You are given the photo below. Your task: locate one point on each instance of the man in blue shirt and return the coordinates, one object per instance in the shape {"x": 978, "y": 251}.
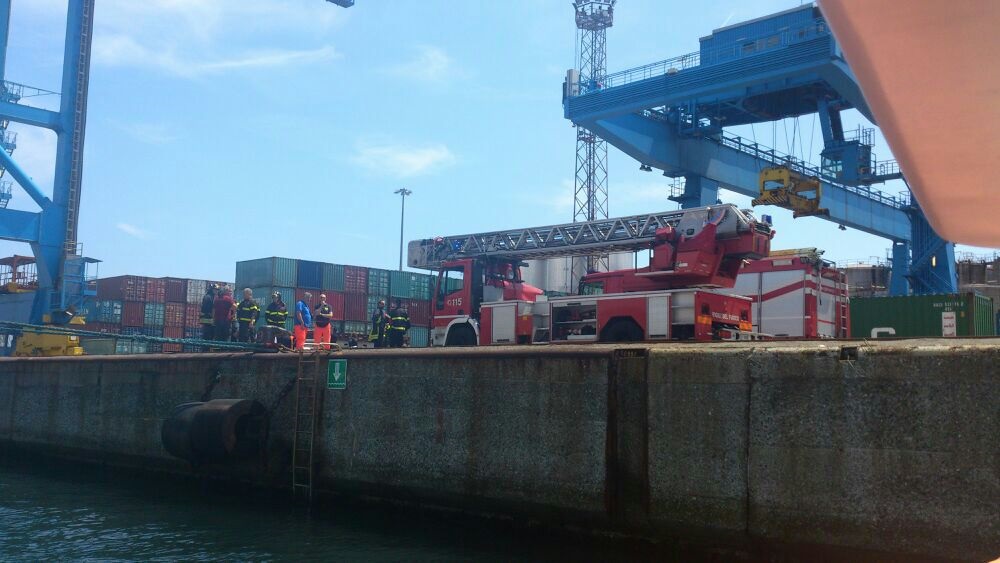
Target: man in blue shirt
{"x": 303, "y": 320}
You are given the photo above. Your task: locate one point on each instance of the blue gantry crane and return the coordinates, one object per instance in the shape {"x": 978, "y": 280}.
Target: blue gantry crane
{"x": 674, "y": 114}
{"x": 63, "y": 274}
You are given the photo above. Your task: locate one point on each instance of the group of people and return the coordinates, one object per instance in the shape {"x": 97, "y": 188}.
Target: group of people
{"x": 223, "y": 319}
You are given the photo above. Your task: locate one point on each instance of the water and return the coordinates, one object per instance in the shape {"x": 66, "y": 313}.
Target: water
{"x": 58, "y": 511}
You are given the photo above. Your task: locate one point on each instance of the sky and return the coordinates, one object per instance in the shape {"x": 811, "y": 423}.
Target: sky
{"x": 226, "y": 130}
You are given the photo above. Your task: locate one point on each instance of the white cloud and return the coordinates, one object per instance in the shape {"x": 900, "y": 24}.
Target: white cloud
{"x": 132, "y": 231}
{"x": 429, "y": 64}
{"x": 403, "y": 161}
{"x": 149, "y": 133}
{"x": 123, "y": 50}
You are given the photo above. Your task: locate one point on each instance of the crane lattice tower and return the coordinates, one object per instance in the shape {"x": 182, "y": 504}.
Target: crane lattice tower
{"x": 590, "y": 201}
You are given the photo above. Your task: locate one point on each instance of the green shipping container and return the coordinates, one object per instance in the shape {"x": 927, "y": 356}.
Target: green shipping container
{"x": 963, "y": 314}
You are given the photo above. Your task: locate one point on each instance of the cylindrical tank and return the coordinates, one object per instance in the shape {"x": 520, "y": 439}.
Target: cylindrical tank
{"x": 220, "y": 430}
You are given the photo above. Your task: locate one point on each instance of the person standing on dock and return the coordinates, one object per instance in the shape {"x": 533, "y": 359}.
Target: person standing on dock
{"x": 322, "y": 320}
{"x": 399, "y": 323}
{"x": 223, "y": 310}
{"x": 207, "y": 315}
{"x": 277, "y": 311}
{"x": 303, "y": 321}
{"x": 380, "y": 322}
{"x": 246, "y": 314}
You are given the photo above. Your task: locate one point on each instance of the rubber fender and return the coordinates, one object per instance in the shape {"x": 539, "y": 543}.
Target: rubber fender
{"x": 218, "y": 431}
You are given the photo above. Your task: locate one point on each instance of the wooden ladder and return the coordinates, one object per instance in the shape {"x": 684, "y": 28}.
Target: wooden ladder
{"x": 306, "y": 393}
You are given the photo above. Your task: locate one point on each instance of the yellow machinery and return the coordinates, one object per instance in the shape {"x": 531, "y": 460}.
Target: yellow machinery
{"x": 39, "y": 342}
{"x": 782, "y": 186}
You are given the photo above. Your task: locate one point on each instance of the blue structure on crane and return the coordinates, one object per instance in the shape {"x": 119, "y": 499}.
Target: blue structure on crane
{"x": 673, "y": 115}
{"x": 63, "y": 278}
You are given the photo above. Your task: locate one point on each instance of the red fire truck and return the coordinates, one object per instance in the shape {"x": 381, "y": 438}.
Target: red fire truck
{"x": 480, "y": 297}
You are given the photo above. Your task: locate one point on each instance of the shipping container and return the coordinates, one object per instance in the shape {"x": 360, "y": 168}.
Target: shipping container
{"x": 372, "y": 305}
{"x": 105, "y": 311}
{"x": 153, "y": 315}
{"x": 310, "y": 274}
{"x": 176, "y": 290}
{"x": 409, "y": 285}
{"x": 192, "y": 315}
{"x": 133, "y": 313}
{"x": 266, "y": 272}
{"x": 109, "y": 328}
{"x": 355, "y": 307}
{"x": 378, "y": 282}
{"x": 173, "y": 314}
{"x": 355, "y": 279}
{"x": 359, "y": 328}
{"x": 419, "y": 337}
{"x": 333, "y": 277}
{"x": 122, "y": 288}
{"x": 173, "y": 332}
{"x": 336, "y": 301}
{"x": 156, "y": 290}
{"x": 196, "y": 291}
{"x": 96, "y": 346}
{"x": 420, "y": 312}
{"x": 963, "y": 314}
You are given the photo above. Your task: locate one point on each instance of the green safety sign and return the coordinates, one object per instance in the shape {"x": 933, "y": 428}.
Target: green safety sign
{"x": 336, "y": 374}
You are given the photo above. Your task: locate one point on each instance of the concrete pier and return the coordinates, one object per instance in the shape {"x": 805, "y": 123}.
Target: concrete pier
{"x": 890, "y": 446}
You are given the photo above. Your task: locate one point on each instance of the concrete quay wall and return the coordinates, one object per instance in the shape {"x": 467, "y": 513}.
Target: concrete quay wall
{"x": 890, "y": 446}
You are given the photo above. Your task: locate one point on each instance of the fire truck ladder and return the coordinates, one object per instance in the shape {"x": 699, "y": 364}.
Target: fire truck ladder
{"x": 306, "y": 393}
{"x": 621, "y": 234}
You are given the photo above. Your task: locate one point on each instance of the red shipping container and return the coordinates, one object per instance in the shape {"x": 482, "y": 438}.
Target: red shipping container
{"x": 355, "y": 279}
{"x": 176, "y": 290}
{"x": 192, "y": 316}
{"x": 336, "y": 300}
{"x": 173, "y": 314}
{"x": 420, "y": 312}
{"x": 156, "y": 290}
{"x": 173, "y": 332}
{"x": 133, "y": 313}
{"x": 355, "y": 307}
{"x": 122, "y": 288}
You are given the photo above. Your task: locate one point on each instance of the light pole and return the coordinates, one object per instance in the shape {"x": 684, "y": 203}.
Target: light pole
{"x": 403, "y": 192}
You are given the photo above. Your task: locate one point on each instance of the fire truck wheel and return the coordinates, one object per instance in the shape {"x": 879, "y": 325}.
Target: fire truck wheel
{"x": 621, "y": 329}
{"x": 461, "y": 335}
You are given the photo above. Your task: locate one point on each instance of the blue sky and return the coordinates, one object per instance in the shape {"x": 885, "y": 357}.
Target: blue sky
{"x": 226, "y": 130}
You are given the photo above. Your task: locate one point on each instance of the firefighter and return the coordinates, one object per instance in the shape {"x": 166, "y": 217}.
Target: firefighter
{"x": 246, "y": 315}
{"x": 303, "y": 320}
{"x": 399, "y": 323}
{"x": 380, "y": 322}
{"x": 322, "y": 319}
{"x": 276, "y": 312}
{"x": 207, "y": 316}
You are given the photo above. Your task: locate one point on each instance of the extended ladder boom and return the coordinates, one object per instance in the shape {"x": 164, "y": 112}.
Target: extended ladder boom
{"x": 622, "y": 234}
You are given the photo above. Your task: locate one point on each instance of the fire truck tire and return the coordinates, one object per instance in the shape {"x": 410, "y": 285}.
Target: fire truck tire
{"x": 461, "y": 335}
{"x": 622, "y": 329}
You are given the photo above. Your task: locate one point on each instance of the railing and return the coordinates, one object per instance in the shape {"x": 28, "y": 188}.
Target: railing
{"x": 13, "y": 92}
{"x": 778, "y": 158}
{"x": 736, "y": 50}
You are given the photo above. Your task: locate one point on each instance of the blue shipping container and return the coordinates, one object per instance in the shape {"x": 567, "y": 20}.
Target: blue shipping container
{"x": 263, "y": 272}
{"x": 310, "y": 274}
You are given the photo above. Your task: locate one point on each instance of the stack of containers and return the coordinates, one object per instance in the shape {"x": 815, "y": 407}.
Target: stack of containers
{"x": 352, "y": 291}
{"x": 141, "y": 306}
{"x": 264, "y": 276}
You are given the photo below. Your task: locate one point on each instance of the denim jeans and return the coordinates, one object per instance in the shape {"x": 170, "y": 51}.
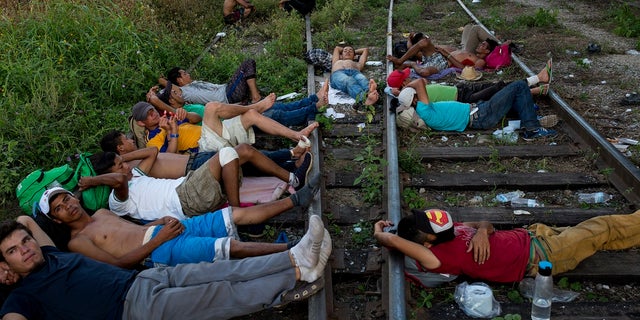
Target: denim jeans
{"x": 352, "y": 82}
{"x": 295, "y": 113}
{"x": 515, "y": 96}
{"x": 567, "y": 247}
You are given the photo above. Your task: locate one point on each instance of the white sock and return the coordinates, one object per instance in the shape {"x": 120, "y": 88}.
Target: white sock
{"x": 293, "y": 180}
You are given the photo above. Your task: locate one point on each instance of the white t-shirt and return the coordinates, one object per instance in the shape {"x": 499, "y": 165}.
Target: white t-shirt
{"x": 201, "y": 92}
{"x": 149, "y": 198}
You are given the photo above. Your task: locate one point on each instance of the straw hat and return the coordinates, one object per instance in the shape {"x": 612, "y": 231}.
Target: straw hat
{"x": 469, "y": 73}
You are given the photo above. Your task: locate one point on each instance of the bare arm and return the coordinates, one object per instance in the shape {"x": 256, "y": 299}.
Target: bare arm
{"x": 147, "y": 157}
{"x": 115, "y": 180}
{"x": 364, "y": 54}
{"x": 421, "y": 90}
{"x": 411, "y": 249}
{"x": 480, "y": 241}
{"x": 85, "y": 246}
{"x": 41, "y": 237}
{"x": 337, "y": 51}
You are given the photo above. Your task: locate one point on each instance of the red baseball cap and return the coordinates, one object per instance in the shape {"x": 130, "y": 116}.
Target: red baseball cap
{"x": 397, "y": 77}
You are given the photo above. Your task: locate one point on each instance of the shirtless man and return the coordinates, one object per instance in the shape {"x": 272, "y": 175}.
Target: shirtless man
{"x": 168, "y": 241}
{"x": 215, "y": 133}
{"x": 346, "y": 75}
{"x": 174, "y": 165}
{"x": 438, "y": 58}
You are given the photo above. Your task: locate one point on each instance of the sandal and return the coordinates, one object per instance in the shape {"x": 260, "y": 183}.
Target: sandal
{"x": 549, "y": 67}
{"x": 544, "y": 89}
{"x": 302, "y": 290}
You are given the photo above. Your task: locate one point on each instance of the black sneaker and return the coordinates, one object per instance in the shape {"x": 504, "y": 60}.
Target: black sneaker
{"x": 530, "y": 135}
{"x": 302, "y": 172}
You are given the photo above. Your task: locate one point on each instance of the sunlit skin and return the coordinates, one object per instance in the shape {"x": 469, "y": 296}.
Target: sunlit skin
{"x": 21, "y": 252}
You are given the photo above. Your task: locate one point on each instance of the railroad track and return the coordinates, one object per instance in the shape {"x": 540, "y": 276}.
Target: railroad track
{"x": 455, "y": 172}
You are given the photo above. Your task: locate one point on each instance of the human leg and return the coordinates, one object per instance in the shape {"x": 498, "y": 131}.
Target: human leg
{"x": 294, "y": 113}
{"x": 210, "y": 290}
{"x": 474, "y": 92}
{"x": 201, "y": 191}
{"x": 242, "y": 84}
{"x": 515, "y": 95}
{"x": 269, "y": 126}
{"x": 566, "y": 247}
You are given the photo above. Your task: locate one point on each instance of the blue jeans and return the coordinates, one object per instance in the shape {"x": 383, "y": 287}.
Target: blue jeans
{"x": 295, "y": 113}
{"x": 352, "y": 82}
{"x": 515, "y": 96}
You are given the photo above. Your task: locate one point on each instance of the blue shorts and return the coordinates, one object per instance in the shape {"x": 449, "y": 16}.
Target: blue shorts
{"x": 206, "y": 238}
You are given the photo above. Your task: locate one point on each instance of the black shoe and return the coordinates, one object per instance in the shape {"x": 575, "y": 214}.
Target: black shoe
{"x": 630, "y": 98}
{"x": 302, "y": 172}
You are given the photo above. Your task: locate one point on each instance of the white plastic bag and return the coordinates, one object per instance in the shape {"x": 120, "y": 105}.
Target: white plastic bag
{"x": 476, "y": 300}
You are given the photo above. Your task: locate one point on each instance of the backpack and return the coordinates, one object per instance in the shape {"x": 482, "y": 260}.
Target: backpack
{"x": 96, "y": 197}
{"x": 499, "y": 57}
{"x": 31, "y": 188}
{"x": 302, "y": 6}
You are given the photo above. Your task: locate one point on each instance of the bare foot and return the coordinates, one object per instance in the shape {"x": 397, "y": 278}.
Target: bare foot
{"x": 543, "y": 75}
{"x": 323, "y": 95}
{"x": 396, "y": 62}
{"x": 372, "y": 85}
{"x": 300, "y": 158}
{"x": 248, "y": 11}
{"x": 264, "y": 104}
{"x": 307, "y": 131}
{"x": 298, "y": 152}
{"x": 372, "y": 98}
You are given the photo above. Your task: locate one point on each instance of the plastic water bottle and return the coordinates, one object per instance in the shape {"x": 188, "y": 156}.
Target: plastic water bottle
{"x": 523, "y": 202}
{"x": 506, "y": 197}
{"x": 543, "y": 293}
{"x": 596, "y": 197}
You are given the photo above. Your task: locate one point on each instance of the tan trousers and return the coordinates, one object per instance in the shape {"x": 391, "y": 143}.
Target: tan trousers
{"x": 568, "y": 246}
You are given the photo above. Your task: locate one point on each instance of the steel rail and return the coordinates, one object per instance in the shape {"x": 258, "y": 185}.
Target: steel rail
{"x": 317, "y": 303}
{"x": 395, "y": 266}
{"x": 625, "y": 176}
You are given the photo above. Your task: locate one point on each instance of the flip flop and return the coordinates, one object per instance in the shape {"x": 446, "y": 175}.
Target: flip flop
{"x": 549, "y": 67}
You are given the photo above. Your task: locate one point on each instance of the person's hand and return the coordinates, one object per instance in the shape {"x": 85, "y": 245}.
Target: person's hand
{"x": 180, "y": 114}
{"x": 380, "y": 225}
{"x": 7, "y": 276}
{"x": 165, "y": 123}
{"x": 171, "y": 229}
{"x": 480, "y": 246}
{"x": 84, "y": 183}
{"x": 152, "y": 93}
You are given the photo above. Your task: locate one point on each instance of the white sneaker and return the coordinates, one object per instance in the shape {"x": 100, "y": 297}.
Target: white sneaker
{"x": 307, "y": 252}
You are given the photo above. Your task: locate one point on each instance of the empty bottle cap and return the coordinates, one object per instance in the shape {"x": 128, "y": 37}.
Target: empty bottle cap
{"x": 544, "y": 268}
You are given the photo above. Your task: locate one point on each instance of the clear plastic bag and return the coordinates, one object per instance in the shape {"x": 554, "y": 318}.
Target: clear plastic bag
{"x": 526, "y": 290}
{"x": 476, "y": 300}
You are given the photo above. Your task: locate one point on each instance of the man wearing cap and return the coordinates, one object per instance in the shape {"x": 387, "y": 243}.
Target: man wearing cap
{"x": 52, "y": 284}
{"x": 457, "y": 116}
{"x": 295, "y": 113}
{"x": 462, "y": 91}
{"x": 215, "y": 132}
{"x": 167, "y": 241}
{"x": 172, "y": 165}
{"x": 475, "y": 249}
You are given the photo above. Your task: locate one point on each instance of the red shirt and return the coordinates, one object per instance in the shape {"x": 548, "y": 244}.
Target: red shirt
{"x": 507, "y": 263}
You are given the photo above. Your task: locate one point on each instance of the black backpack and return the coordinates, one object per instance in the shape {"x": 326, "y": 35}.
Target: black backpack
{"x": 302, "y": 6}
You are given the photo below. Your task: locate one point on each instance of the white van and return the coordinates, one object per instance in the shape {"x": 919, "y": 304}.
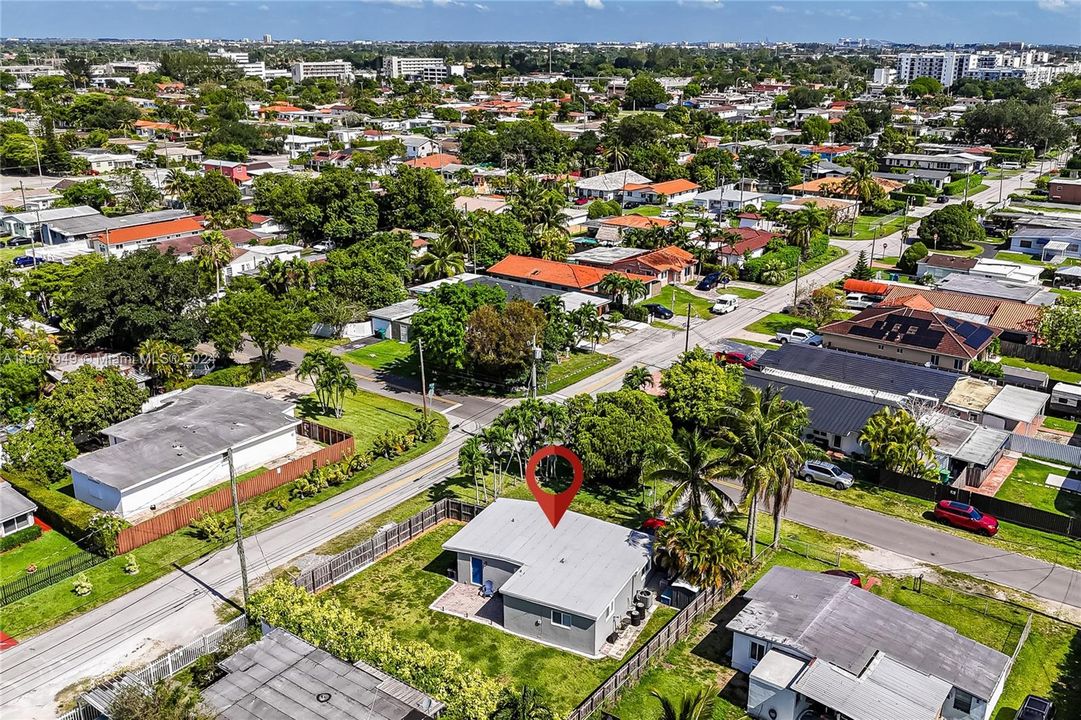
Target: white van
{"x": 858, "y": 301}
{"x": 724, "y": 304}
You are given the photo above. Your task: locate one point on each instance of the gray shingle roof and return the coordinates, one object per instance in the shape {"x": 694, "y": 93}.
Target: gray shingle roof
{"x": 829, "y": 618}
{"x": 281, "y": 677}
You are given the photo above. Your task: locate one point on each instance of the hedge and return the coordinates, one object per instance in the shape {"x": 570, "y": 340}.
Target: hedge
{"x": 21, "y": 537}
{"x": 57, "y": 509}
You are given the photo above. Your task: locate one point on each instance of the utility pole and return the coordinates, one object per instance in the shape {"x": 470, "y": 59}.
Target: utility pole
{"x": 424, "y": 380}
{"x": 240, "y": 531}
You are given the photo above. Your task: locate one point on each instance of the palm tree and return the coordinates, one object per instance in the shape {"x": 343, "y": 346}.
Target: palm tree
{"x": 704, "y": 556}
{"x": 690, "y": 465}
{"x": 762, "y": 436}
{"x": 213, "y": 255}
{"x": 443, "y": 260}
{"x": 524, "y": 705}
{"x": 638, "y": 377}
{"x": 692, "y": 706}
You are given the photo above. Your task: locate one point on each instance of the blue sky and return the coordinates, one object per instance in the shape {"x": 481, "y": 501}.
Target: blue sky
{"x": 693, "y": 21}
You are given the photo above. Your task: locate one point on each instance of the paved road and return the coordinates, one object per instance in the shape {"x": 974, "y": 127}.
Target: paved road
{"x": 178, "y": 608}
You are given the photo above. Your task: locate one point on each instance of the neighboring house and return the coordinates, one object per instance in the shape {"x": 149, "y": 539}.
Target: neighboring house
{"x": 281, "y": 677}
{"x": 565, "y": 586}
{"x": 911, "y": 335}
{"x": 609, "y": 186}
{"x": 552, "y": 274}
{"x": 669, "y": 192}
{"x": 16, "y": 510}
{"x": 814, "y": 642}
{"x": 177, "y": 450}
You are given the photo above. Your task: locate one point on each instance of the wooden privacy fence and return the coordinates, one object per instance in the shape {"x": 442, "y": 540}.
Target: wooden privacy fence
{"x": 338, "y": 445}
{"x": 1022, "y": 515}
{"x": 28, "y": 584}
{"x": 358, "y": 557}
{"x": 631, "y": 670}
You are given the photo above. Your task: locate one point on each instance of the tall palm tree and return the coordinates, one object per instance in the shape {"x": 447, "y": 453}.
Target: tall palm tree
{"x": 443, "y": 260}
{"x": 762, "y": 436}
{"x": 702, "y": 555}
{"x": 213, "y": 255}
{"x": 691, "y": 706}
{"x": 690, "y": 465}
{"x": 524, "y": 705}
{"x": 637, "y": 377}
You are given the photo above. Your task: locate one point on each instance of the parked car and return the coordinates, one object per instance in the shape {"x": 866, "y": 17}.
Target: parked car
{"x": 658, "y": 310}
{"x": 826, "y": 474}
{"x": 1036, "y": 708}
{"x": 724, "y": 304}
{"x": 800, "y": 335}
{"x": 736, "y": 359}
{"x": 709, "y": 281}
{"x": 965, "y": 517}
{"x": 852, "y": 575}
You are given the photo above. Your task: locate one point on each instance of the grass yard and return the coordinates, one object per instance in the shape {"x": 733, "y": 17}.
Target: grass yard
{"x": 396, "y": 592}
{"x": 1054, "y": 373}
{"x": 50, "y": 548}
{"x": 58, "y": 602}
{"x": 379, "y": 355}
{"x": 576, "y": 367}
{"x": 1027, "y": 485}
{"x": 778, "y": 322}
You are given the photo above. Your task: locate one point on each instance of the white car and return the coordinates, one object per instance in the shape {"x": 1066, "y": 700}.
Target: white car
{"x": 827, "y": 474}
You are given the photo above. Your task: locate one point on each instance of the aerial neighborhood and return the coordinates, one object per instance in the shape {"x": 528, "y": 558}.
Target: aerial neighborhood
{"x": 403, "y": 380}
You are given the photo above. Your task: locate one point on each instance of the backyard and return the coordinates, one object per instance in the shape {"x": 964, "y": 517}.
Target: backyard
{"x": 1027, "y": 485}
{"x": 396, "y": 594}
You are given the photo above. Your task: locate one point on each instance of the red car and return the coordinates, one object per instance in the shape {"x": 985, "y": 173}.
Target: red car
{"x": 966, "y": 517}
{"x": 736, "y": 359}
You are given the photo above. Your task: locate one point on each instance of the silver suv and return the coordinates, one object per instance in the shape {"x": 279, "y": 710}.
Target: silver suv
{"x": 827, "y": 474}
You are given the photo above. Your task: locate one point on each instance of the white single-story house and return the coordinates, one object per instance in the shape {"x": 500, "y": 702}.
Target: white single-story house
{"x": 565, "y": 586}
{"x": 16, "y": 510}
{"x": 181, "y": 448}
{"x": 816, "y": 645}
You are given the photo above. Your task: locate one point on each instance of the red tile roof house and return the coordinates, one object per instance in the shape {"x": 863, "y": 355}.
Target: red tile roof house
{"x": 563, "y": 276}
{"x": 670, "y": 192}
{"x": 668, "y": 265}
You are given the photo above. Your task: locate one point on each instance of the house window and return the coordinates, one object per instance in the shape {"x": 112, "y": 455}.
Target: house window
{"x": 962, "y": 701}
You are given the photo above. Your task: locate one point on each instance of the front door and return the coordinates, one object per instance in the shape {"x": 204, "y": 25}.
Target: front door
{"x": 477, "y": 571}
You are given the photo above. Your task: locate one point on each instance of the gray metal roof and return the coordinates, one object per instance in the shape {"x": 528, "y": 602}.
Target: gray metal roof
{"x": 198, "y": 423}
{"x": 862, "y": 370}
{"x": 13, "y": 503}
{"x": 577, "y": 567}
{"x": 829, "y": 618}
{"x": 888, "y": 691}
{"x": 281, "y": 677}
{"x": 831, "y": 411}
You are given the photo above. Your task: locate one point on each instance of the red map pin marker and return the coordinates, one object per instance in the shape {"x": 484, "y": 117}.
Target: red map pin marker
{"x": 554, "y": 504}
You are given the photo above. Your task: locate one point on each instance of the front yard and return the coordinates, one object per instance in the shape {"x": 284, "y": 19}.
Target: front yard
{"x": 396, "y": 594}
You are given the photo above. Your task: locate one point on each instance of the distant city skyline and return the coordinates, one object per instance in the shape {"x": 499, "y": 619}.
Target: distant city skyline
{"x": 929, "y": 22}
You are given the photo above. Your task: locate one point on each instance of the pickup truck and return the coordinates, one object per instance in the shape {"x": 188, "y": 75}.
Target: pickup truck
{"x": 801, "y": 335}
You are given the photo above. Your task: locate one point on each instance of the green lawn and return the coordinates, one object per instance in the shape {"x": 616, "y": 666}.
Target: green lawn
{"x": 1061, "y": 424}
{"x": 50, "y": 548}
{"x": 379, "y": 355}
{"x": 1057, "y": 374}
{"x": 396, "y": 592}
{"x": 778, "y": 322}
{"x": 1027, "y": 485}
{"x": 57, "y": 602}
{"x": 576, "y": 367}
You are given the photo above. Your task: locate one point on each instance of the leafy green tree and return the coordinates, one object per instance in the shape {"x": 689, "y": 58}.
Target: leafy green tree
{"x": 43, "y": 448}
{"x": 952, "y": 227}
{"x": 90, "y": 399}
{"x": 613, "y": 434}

══════

Exercise. Locate the line with "the green lawn" in the entries above; extract it and every line after it, verbatim.

Solution for this task.
You are given the photo above. Your task: locate one point on each instance of the green lawn and return the coordinates, one object per instance in the shape {"x": 616, "y": 666}.
Target: green lawn
{"x": 1061, "y": 424}
{"x": 50, "y": 548}
{"x": 379, "y": 355}
{"x": 1057, "y": 374}
{"x": 396, "y": 592}
{"x": 778, "y": 322}
{"x": 1027, "y": 485}
{"x": 57, "y": 602}
{"x": 576, "y": 367}
You are given the photo above. Your task: locate one point on each instance of the leafy green tree and return the coordinates, one object per instance in the shape {"x": 689, "y": 58}.
Target: leafy green tree
{"x": 43, "y": 448}
{"x": 952, "y": 227}
{"x": 90, "y": 399}
{"x": 613, "y": 434}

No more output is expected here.